DIRECTIONS FOR THIS TASK: Once you have read the listing, print all of it word for word.

■ ■ ■ ■

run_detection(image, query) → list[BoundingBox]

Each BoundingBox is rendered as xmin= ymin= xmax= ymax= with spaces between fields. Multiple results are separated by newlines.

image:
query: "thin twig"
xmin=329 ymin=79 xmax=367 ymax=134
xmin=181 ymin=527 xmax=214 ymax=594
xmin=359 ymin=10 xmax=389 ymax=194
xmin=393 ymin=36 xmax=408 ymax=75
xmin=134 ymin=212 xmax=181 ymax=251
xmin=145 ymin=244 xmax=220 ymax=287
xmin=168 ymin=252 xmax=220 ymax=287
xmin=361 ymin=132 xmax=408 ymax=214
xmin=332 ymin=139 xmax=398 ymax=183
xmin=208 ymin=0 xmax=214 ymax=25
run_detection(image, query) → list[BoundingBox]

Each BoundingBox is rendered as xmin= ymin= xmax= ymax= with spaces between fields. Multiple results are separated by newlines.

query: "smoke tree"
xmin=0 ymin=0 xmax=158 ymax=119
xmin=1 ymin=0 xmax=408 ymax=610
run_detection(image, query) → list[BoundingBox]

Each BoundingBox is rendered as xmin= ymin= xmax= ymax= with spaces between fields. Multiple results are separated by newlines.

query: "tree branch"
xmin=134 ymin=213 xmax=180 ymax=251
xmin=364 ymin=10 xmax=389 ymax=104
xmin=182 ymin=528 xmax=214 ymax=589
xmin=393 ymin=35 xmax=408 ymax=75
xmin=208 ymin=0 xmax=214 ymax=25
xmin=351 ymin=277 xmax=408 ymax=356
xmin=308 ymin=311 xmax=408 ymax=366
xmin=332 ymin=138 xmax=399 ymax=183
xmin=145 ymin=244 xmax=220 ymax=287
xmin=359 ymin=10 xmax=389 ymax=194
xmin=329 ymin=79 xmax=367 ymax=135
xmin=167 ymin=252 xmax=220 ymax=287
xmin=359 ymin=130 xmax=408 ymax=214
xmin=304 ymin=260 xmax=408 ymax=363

■ ■ ■ ■

COMPLETED TASK:
run_detection(image, query) → list[BoundingBox]

Each BoundingBox is rendered as xmin= ymin= xmax= ymax= with spaces between fields. Multiple results are separated by newlines.

image:
query: "thin twig"
xmin=329 ymin=79 xmax=367 ymax=134
xmin=181 ymin=527 xmax=214 ymax=594
xmin=359 ymin=10 xmax=389 ymax=194
xmin=393 ymin=36 xmax=408 ymax=75
xmin=134 ymin=212 xmax=181 ymax=251
xmin=145 ymin=244 xmax=220 ymax=287
xmin=168 ymin=252 xmax=220 ymax=287
xmin=361 ymin=132 xmax=408 ymax=214
xmin=332 ymin=139 xmax=398 ymax=183
xmin=208 ymin=0 xmax=214 ymax=25
run_detection(image, query) → list[BoundingBox]

Each BoundingBox is rendered as xmin= ymin= xmax= ymax= with spaces between fields. Multiple results are separated by newlines.

query: "smoke tree"
xmin=0 ymin=0 xmax=158 ymax=119
xmin=1 ymin=0 xmax=408 ymax=610
run_detection(image, query) → list[BoundingBox]

Each BoundingBox is rendered as xmin= ymin= xmax= ymax= with spaces between fields. Multiple results are separated by newlines.

query: "tree branch"
xmin=134 ymin=213 xmax=180 ymax=251
xmin=364 ymin=10 xmax=389 ymax=104
xmin=182 ymin=528 xmax=214 ymax=589
xmin=393 ymin=35 xmax=408 ymax=75
xmin=208 ymin=0 xmax=214 ymax=25
xmin=351 ymin=277 xmax=408 ymax=356
xmin=308 ymin=311 xmax=408 ymax=366
xmin=332 ymin=138 xmax=399 ymax=183
xmin=145 ymin=244 xmax=220 ymax=287
xmin=359 ymin=10 xmax=389 ymax=194
xmin=329 ymin=79 xmax=367 ymax=135
xmin=167 ymin=252 xmax=220 ymax=287
xmin=359 ymin=130 xmax=408 ymax=214
xmin=304 ymin=260 xmax=408 ymax=363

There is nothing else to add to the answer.